**PROVIDED TEXT**
▼
= Legal status of psychedelic drugs in the United States =

The legal status of psychedelic drugs in United States varies depending on the specific drug and jurisdiction in question.

Various major psychedelics, including DMT, psilocin, psilocybin, 5-MeO-DMT, mescaline, DOM, 2C-B, 25I-NBOMe, MDA, and LSD among others, are explicitly controlled substances. In addition, if intended for human consumption and "substantially similar", many psychedelics that are analogues of scheduled psychedelics may themselves also be considered controlled substances.

The Controlled Substances Act (CSA) and U.S. Drug Enforcement Administration (DEA) regulate the legality of psychedelic drugs in the United States. Almost all controlled psychedelic drugs in the country are Schedule I controlled substances as of 2026, with a few exceptions.
▲
**MATERIAL SHOWN**
▼
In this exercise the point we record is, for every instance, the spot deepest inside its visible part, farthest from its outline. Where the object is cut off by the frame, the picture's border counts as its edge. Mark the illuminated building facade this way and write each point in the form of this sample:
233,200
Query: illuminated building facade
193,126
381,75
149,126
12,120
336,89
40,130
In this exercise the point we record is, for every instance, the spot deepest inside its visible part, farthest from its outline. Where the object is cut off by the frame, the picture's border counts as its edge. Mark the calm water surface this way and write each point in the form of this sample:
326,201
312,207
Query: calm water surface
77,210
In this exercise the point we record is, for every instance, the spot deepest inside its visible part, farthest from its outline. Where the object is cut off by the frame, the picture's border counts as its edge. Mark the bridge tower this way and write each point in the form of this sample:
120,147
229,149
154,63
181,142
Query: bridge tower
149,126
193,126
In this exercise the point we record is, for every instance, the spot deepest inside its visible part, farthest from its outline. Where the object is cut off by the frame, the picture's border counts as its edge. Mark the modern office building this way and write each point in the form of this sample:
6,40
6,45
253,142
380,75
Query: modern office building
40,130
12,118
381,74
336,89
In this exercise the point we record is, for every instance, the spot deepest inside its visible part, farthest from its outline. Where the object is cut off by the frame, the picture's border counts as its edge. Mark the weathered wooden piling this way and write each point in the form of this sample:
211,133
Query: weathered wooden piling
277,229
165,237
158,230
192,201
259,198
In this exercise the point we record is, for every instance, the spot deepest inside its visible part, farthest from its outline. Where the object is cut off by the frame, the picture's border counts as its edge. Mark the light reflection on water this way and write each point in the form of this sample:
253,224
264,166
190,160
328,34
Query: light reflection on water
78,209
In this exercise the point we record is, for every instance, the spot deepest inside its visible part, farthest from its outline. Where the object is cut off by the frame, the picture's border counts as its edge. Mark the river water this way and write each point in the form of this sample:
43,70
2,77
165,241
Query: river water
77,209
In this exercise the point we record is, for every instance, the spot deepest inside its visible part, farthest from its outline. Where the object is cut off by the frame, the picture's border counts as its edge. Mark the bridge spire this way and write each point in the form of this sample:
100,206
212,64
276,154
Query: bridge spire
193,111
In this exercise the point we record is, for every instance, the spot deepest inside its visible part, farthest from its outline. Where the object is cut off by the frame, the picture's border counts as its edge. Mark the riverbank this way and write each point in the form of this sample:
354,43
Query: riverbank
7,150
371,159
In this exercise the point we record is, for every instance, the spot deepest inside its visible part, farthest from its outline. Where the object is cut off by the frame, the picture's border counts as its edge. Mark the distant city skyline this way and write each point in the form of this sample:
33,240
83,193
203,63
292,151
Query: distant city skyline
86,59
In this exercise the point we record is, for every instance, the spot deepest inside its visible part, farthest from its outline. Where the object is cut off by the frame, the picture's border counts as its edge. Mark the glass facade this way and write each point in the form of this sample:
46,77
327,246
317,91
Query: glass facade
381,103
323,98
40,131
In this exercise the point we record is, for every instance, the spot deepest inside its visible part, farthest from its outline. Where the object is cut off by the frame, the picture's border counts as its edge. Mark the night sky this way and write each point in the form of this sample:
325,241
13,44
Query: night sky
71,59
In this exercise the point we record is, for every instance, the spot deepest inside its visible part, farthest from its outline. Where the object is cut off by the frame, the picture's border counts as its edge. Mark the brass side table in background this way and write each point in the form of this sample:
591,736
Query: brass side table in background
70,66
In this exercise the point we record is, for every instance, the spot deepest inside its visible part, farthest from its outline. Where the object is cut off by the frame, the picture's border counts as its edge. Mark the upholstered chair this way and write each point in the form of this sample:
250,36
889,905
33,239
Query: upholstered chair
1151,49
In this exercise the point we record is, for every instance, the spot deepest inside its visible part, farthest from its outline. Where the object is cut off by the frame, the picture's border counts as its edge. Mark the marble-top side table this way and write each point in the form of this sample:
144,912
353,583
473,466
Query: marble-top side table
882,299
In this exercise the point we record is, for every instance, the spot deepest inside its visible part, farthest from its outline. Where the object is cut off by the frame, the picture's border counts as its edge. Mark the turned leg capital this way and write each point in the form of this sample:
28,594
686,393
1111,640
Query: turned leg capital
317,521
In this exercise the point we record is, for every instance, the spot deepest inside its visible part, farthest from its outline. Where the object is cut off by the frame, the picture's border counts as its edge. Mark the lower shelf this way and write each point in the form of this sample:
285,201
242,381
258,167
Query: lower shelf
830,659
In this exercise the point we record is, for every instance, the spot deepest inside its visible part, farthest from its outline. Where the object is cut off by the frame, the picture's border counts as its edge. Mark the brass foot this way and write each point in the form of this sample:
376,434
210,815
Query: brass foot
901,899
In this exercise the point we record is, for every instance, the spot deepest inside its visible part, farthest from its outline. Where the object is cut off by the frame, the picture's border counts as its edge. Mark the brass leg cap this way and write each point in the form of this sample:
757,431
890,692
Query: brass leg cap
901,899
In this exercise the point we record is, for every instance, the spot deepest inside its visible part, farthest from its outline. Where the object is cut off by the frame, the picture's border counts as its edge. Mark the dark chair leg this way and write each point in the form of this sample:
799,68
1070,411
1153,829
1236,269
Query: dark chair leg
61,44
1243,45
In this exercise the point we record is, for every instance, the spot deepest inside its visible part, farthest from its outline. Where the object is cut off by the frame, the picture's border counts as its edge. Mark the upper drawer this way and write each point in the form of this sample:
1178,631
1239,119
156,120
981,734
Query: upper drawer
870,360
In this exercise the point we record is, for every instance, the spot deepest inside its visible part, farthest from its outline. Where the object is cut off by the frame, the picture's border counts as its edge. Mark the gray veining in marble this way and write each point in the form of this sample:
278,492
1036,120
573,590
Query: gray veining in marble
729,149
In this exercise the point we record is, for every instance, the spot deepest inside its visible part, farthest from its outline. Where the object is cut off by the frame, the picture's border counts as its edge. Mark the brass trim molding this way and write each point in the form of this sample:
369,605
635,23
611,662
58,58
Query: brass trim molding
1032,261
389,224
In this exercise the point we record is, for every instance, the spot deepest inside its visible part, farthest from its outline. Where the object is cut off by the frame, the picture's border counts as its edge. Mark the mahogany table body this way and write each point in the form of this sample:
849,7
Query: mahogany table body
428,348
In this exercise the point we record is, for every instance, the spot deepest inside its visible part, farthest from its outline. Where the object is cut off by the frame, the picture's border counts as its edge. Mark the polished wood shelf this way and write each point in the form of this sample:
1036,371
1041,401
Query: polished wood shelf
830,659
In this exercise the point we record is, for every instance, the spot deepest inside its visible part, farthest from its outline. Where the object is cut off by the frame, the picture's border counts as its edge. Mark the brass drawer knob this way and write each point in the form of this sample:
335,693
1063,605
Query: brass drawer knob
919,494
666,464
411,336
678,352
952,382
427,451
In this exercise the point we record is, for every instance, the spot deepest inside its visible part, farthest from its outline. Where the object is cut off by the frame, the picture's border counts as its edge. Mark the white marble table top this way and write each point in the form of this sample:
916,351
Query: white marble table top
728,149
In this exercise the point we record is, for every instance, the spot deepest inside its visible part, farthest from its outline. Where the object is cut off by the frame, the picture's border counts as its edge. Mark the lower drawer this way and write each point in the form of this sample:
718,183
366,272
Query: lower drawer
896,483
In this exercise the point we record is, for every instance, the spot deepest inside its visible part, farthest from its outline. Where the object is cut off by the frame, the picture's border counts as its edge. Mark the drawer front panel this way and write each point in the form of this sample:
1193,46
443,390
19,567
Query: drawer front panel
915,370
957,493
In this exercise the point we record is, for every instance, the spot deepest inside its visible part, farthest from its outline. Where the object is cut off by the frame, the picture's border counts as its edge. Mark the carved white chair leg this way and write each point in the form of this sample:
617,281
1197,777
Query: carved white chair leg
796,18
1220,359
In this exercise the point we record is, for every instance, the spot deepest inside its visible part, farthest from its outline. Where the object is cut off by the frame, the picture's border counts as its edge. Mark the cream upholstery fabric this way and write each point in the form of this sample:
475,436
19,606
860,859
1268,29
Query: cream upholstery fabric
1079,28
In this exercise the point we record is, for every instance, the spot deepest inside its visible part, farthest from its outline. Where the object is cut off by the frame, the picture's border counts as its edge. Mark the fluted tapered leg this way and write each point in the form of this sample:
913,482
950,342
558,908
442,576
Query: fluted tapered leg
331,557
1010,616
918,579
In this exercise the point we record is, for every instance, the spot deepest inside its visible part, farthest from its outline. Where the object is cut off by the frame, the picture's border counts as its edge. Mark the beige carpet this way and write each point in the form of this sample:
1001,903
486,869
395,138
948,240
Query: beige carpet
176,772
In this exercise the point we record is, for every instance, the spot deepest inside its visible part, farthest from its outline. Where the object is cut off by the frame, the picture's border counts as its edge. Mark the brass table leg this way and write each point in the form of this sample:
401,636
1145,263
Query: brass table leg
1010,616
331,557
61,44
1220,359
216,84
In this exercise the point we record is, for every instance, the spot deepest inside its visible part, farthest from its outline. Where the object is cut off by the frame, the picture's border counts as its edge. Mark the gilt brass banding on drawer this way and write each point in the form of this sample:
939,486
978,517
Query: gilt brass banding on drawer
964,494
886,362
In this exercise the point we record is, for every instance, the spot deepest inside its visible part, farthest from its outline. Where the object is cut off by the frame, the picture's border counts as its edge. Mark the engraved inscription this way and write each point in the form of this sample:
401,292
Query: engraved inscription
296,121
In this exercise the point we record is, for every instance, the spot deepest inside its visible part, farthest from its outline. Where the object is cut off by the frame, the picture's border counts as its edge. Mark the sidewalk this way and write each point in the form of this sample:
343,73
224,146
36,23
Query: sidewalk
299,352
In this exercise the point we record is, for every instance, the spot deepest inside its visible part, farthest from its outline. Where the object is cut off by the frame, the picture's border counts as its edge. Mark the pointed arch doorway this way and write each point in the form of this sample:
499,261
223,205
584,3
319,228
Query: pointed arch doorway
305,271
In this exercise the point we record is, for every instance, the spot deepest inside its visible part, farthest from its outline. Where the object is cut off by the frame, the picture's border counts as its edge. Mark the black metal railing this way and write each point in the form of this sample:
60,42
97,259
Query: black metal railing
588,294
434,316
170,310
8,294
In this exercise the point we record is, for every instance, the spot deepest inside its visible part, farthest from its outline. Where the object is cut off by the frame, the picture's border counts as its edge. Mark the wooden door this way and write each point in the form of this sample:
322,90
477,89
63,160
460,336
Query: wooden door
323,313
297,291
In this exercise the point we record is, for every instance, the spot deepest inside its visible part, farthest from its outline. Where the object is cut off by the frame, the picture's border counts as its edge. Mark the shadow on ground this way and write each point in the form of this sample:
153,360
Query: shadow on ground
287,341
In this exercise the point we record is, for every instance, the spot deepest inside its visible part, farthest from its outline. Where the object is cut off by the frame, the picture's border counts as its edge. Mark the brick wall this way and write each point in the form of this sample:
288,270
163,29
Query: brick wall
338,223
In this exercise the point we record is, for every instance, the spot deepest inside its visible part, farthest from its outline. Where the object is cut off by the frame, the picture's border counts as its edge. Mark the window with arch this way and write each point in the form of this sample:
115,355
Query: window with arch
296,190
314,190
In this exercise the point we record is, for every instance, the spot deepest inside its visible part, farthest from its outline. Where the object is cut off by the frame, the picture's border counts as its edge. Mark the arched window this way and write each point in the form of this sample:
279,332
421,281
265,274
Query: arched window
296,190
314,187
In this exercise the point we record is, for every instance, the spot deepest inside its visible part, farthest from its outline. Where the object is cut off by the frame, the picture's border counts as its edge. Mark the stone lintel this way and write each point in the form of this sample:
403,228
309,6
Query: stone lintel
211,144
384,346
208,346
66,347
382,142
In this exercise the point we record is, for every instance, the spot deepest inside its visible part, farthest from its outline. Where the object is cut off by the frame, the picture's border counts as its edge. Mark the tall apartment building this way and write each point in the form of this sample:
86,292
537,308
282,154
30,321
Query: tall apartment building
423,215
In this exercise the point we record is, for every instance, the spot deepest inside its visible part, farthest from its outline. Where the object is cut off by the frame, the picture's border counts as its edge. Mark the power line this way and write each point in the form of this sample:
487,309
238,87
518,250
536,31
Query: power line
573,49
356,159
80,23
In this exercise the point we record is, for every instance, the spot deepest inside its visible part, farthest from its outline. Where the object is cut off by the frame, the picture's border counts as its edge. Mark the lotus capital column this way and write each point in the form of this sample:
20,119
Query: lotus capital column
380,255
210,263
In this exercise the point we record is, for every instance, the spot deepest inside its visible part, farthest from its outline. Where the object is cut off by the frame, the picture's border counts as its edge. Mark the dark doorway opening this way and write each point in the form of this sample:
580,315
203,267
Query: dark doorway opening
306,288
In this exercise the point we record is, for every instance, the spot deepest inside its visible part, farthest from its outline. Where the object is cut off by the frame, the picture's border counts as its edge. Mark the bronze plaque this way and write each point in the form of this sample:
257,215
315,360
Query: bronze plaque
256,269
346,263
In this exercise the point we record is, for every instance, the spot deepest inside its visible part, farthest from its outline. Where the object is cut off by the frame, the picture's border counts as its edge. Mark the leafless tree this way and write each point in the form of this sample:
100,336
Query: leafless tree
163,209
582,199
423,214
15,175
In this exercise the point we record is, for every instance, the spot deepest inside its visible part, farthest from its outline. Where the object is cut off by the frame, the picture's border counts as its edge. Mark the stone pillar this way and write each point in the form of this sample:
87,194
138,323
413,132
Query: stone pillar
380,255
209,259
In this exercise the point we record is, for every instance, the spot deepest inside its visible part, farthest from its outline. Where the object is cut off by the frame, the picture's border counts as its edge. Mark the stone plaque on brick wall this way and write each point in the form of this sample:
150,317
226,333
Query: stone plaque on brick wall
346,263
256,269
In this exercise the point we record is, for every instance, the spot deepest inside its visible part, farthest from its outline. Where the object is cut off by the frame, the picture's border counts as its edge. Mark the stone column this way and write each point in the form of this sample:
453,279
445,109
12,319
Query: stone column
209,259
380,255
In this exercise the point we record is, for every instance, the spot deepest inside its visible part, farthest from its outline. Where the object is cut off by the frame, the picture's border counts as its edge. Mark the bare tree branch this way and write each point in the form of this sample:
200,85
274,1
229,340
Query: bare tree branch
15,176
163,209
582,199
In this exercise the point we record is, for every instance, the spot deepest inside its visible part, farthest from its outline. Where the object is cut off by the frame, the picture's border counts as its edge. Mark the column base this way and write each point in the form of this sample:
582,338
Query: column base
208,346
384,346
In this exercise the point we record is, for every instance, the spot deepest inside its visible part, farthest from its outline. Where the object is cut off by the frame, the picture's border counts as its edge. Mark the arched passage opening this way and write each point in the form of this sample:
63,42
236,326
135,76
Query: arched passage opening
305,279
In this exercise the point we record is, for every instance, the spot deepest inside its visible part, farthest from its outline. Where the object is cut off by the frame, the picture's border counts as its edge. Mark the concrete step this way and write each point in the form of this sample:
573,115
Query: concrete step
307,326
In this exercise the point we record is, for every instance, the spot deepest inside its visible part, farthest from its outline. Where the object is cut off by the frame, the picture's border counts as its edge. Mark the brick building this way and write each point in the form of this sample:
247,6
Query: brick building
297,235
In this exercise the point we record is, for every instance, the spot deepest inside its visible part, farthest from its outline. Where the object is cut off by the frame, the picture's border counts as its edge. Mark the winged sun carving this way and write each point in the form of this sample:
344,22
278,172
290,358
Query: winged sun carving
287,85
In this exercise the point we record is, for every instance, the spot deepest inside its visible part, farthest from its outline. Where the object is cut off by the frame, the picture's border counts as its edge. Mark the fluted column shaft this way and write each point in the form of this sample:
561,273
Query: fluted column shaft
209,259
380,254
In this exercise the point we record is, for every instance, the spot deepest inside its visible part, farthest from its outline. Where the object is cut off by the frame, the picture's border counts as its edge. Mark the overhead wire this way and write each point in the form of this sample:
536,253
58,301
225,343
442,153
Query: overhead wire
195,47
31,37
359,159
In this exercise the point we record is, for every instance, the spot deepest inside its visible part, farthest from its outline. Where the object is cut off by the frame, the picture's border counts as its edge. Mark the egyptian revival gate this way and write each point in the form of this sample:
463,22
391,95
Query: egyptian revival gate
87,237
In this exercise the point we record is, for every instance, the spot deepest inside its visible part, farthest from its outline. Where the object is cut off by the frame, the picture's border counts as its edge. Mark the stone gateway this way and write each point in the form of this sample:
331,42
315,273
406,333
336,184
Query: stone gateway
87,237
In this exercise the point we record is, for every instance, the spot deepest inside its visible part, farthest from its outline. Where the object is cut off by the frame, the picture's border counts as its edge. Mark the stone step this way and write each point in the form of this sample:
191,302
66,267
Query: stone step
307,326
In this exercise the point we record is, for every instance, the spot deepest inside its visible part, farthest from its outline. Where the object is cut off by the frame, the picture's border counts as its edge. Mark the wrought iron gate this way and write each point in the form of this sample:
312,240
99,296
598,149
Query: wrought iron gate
▲
**DIRECTIONS**
1) In the text on the legal status of psychedelic drugs in the United States, under which schedule does the text place almost all controlled psychedelic drugs as of 2026?
2) Pick up the text on the legal status of psychedelic drugs in the United States after its last sentence and write the next part.
The records are separate material that has nothing to do with the text.

**ANSWERS FOR THIS EXERCISE**
1) Schedule I

2)
== List of controlled psychedelics ==

Psychedelic drugs and closely related compounds that are explicitly controlled substances in the United States at the federal level as of 2026 include:

- Tryptamines: dimethyltryptamine (DMT) and diethyltryptamine (DET)
  - 4-Hydroxytryptamines: psilocin (4-HO-DMT) and psilocybin (4-PO-DMT) (both found in psilocybin-containing mushrooms)
  - 5-Hydroxytryptamines: bufotenin (5-HO-DMT)
  - 5-Methoxytryptamines: 5-MeO-DMT and 5-MeO-DiPT
  - α-Alkyltryptamines: α-methyltryptamine (AMT) and α-ethyltryptamine (AET; etryptamine)
- Phenethylamines:
  - Scalines: mescaline (found in peyote)
  - 2Cs: 2C-B, 2C-C, 2C-D, 2C-E, 2C-H, 2C-I, 2C-N, 2C-P, 2C-T-2, 2C-T-4, and 2C-T-7
  - 25-NB: 25I-NBOMe, 25C-NBOMe, and 25B-NBOMe
  - Amphetamines:
    - 3C-Scalines: TMA (3,4,5-TMA)
    - DOx: 2,5-DMA, DOM, DOET, DOB
    - MDxx: MDA, MDOH (N-hydroxy-MDA), MMDA, MDMA, MDEA
    - Methoxyamphetamines: PMA and PMMA
  - Cyclized phenethylamines:
    - 3-Benzazepines: lorcaserin
- Lysergamides: ergine (LSA) and LSD
- Arylpiperazines: benzylpiperazine (BZP)

The arylpiperazine TFMPP was temporarily scheduled in 2002, but this expired in 2004 and was not renewed. The amphetamine fenfluramine was also previously a controlled substance, but was unscheduled in 2022.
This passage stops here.